**** Фрагмент текста ****
Рассказ Ананченко взбудоражил солдат ля-Жу. Они потихоньку стали собирать сведения об Альпийских горах, о расстоянии до швейцарской границы и ее охране. Крестьяне соседних деревень, может быть даже догадываясь о планах русских, охотно рассказывали об Альпах и границе.
Собрав необходимые сведения, группа солдат под руководством Андрея Крылкова, который хорошо говорил по-французски, в первых числах января 1918 года сделала первую попытку пробраться в Швейцарию.
В ночь под воскресенье пять человек исчезли из лагеря. День был нерабочий, и это событие прошло незамеченным. Лишь в понедельник во время выхода на работу было обнаружено отсутствие пяти солдат. Вечером десятник сообщил об этом Бушико. Тот пришел в ярость, сейчас же явился в бараки и, собрав солдат, начал упрекать их в несознательности.
– Я принимаю все меры, чтобы скорее отправить вас домой, – врал Бушико, – а вы стараетесь делать мне неприятности по службе. Что я должен теперь сказать начальству? Если Крылкова поймают на границе и приведут обратно, я с него шкуру спущу. Предупреждаю об этом и всех остальных, кто вздумает бежать.
Солдаты успокоили «Мартышку», дали слово не убегать и следить друг за другом.
****
### Список заданий
A - Кто вёл группу солдат, которая впервые попыталась пробраться в Швейцарию, по фрагменту о побеге?
B - Процитируйте из фрагмента о побеге всё, начиная со слов «В ночь под воскресенье» и вплоть до слов «друг за другом.».
Записи здесь ни при чём.
**** Записи ****
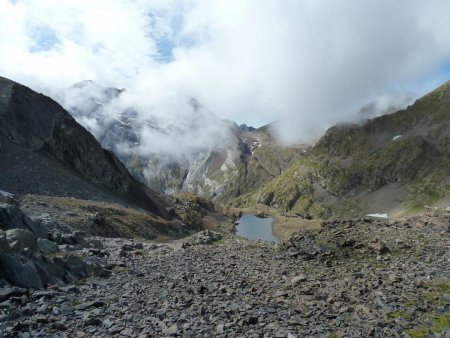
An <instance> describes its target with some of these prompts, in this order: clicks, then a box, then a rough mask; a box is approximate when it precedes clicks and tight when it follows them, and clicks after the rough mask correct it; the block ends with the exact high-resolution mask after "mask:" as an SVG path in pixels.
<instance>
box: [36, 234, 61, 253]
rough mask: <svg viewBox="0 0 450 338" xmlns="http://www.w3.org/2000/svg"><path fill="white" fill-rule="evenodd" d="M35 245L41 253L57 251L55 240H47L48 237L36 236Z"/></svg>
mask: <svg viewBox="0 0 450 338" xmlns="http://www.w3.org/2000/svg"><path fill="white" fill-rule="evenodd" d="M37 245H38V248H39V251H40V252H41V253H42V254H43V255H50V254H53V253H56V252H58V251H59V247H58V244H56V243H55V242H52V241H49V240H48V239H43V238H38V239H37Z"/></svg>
****
**** Записи ****
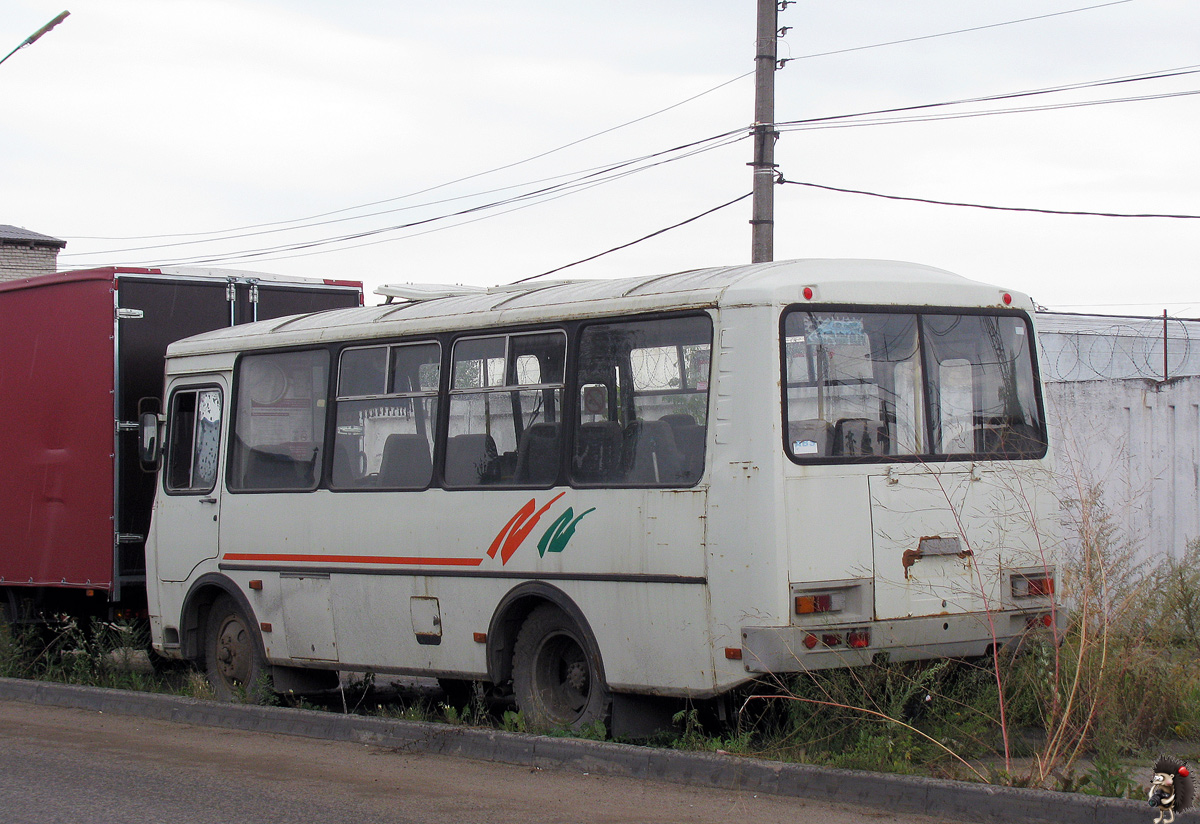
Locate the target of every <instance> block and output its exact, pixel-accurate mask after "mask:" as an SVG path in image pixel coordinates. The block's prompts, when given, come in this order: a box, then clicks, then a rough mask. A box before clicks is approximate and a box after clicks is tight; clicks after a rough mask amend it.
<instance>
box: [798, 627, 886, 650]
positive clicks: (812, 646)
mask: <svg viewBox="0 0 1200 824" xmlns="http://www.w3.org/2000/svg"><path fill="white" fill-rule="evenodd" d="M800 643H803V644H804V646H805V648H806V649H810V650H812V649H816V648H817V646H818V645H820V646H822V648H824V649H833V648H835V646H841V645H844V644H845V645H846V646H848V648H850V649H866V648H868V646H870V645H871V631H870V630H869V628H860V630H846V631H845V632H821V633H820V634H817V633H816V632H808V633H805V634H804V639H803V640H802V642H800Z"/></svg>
****
**** Записи ****
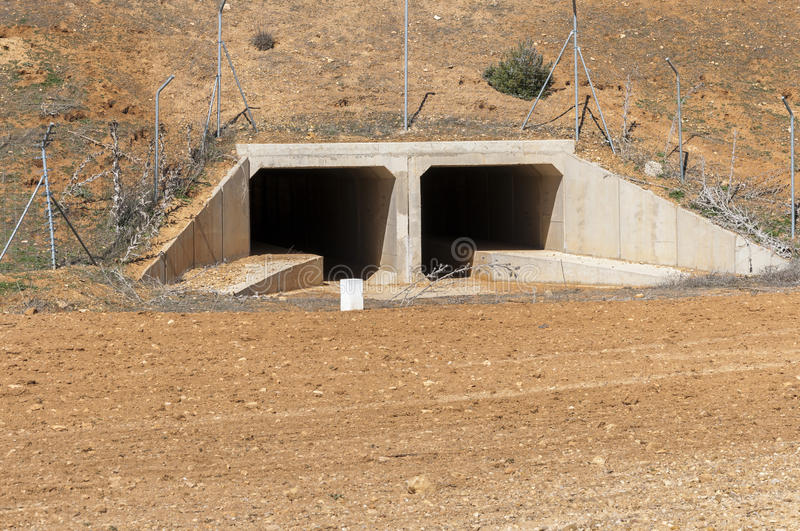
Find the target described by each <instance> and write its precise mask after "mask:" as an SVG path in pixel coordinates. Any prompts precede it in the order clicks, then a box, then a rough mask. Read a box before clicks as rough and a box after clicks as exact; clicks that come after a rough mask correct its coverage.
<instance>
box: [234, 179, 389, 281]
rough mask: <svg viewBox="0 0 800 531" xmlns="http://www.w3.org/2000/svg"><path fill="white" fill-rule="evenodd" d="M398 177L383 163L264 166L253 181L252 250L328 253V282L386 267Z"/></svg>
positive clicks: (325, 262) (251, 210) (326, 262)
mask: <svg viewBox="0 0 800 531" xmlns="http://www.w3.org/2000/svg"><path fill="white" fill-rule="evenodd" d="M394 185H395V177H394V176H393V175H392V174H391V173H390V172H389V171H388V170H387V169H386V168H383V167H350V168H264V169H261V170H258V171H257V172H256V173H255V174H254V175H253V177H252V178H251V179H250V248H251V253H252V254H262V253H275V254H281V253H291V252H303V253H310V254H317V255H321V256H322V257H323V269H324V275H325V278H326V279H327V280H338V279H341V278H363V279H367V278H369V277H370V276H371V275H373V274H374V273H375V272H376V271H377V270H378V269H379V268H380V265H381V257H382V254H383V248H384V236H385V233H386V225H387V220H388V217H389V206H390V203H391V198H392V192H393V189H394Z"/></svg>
****
### Ответы по заданиям
A - Андрей Крылков.

B -
В ночь под воскресенье пять человек исчезли из лагеря. День был нерабочий, и это событие прошло незамеченным. Лишь в понедельник во время выхода на работу было обнаружено отсутствие пяти солдат. Вечером десятник сообщил об этом Бушико. Тот пришел в ярость, сейчас же явился в бараки и, собрав солдат, начал упрекать их в несознательности.
– Я принимаю все меры, чтобы скорее отправить вас домой, – врал Бушико, – а вы стараетесь делать мне неприятности по службе. Что я должен теперь сказать начальству? Если Крылкова поймают на границе и приведут обратно, я с него шкуру спущу. Предупреждаю об этом и всех остальных, кто вздумает бежать.
Солдаты успокоили «Мартышку», дали слово не убегать и следить друг за другом.